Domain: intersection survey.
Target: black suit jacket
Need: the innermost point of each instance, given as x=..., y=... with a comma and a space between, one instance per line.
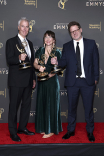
x=90, y=62
x=17, y=77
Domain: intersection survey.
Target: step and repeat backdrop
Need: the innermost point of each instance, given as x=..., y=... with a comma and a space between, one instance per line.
x=52, y=15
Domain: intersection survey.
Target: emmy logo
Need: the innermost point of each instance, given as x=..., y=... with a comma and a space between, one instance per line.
x=95, y=26
x=1, y=45
x=2, y=25
x=31, y=23
x=61, y=4
x=36, y=48
x=1, y=112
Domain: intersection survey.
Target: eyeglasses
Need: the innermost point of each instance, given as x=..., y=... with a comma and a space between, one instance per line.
x=74, y=31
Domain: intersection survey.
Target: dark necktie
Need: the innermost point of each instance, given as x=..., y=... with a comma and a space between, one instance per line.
x=78, y=60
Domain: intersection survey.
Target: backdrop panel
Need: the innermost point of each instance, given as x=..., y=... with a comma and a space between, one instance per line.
x=52, y=15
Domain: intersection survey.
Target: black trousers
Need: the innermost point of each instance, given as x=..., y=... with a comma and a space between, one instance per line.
x=87, y=93
x=19, y=95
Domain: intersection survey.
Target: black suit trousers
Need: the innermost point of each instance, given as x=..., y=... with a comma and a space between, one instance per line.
x=19, y=95
x=87, y=93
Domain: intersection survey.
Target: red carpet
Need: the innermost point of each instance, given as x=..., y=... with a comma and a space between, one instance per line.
x=80, y=135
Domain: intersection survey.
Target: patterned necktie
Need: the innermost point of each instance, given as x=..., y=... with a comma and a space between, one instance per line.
x=78, y=60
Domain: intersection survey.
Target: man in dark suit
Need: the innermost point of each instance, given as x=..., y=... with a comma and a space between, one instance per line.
x=81, y=58
x=20, y=81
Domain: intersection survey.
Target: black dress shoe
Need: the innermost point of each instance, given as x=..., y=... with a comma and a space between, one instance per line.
x=26, y=131
x=15, y=137
x=68, y=135
x=91, y=137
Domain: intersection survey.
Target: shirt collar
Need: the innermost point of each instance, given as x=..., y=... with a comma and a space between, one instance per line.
x=80, y=41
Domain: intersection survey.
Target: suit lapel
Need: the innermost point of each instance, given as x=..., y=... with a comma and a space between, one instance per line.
x=19, y=42
x=85, y=48
x=71, y=47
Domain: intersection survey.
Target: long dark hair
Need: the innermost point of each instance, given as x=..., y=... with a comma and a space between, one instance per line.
x=49, y=33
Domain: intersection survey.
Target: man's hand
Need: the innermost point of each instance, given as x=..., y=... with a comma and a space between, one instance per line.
x=34, y=84
x=54, y=60
x=22, y=57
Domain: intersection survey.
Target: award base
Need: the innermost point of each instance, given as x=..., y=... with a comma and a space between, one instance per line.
x=56, y=69
x=42, y=76
x=24, y=65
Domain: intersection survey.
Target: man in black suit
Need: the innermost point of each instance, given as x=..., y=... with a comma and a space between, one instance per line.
x=20, y=81
x=81, y=58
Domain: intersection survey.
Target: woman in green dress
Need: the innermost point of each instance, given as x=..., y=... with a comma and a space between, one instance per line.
x=48, y=119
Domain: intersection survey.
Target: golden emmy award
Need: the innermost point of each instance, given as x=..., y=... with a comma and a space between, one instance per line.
x=56, y=69
x=42, y=75
x=1, y=111
x=23, y=65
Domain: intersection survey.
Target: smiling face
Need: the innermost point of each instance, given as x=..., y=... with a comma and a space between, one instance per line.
x=75, y=32
x=48, y=40
x=23, y=28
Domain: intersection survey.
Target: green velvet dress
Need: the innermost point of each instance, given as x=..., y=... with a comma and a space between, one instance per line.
x=48, y=117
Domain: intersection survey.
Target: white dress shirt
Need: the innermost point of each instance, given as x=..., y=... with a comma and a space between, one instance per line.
x=81, y=46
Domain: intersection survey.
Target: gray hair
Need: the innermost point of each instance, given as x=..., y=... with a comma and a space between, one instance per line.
x=23, y=19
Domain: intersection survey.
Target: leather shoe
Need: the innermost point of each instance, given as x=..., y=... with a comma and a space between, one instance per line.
x=91, y=137
x=68, y=135
x=26, y=131
x=15, y=137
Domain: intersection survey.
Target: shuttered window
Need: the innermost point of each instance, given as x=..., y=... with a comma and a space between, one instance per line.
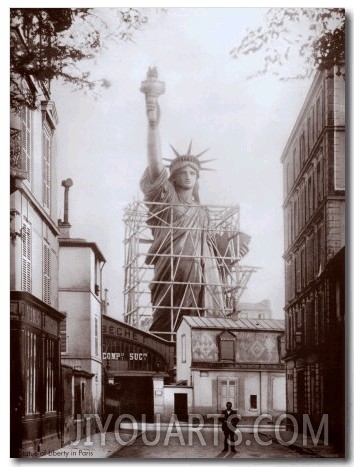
x=63, y=335
x=46, y=273
x=49, y=352
x=227, y=392
x=46, y=167
x=26, y=276
x=26, y=142
x=30, y=342
x=96, y=336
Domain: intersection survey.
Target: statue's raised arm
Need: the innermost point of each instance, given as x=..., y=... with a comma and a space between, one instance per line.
x=153, y=88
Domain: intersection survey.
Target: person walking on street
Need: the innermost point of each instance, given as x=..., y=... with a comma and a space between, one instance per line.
x=229, y=420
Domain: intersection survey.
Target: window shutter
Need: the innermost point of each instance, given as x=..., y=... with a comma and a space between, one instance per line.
x=227, y=391
x=26, y=141
x=26, y=257
x=46, y=169
x=46, y=274
x=63, y=336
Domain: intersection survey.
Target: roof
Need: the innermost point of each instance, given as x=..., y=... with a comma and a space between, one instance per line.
x=236, y=324
x=80, y=242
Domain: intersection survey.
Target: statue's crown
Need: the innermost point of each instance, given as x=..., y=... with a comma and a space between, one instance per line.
x=183, y=159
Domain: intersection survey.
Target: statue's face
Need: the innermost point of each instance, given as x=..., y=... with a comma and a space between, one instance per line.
x=185, y=178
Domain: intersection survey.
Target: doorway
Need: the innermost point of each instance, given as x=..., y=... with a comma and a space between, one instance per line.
x=181, y=407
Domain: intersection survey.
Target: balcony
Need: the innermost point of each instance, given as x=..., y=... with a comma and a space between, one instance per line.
x=17, y=171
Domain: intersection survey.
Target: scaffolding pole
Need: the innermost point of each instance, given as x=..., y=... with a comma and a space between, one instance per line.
x=230, y=245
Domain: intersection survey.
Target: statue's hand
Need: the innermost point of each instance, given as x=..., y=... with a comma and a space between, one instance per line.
x=153, y=112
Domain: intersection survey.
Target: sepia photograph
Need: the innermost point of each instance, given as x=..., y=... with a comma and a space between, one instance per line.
x=177, y=233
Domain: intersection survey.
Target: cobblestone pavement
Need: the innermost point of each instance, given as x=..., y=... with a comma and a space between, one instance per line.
x=207, y=443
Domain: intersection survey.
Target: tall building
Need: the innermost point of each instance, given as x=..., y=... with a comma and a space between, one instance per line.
x=34, y=315
x=314, y=217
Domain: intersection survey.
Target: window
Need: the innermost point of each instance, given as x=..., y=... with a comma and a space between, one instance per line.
x=226, y=346
x=26, y=141
x=46, y=166
x=30, y=342
x=302, y=150
x=49, y=352
x=319, y=114
x=96, y=336
x=46, y=273
x=26, y=278
x=183, y=346
x=253, y=402
x=309, y=258
x=320, y=180
x=227, y=391
x=63, y=335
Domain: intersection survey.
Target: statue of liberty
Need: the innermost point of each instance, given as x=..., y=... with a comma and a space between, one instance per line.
x=183, y=252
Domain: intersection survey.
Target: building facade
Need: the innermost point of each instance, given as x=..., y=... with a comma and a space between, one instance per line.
x=137, y=365
x=221, y=359
x=314, y=218
x=34, y=317
x=80, y=285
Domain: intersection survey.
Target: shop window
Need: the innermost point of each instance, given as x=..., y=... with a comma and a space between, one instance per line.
x=253, y=402
x=183, y=346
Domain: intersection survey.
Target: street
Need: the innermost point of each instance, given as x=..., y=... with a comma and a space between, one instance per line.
x=206, y=443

→ **Task to complete**: Select every line above that contains the string "necktie", matching case exactly.

→ **The answer**:
Target: dark necktie
Target: patterned necktie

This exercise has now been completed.